▶ [Task objective]:
Starting with the line that contains "Locate the white" and continuing through the end of the items, write those lines out again with "white suv" changed to "white pickup truck" and everything else left as it is.

Raw items
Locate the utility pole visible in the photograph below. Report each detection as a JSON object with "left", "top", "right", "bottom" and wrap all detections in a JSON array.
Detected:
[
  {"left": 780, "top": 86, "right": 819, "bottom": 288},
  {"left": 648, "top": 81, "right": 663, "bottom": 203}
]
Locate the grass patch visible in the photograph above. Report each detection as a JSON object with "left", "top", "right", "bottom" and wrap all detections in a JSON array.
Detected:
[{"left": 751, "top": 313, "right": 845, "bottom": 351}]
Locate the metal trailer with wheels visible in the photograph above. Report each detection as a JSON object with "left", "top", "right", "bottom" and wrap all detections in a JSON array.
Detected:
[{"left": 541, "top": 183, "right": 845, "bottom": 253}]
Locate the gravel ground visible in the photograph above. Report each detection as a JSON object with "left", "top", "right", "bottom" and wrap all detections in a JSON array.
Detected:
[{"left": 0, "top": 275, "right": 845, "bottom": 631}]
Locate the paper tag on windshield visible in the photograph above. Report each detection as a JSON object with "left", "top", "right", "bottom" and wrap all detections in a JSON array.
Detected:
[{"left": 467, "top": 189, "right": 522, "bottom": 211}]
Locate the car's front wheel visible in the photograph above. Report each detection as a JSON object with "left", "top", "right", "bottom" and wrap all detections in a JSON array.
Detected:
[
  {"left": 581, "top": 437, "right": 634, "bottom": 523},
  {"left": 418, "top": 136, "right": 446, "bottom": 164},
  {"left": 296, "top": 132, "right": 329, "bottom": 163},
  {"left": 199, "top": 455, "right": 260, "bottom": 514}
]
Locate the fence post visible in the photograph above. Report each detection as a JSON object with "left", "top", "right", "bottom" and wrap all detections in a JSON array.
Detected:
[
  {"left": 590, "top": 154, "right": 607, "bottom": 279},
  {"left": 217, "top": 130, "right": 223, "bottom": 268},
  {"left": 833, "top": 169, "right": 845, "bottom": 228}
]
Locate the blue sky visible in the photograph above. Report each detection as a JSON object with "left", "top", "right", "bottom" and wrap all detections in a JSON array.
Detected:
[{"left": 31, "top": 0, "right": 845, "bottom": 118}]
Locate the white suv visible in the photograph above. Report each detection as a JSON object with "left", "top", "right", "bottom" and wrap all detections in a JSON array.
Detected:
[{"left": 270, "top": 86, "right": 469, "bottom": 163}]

▶ [The response]:
Locate the white pickup truck visible in the photograph above. Report each detection as a JSON object with "left", "top", "right", "bottom" and wrap all detections in a JSON array.
Detected:
[{"left": 270, "top": 86, "right": 469, "bottom": 163}]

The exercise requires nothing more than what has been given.